*** Opening MATERIAL PROVIDED ***

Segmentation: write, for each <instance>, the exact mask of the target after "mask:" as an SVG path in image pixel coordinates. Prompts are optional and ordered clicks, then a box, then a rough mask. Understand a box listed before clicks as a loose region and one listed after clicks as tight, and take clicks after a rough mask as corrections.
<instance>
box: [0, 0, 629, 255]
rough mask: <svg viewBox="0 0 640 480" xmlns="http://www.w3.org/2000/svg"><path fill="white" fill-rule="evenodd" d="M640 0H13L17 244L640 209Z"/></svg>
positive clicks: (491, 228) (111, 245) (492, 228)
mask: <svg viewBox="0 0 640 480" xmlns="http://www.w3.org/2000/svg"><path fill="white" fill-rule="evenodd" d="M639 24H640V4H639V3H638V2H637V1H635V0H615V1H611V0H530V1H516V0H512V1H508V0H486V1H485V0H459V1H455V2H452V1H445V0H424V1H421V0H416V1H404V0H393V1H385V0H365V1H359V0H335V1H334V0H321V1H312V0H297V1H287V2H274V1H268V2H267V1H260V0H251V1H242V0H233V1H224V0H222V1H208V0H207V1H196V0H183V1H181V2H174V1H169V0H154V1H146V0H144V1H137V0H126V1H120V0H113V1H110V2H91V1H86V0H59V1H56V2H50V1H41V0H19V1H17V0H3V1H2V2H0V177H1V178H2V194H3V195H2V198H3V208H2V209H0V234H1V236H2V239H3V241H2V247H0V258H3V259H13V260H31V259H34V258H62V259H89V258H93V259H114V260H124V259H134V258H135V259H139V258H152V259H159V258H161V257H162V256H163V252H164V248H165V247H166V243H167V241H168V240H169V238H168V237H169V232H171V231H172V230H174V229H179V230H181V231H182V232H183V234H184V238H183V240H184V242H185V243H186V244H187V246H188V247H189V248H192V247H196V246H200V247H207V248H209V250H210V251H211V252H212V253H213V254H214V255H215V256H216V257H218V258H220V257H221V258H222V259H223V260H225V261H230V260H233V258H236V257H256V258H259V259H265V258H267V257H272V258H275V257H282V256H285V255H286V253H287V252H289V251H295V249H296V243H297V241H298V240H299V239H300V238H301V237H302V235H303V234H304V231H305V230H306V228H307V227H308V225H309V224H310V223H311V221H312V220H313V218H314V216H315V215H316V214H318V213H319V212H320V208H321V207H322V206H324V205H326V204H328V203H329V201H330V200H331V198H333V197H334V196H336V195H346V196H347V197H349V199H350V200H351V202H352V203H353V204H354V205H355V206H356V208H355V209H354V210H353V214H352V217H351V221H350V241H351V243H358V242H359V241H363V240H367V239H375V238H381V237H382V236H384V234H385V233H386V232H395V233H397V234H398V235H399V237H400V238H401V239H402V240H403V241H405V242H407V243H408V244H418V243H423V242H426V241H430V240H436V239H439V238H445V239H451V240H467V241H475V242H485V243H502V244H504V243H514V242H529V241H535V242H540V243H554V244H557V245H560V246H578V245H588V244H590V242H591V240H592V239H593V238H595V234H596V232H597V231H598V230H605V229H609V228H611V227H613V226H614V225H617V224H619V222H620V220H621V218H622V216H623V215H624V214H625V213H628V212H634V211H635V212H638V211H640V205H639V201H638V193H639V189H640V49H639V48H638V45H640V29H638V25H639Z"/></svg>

*** Closing MATERIAL PROVIDED ***

:: WORK ORDER ::
Please transcribe the data above without changes, from its first line to its "box: [0, 0, 629, 255]" line, and leave out anything past that.

:: TASK OUTPUT ::
Segmentation: write, for each <instance>, the exact mask of the target after "mask:" as an SVG path in image pixel coordinates. Prompts are optional and ordered clicks, then a box, then a rough mask. Understand a box listed before clicks as a loose region and one listed after clicks as tight, and take clicks after a rough mask as corrections.
<instance>
box: [0, 0, 629, 255]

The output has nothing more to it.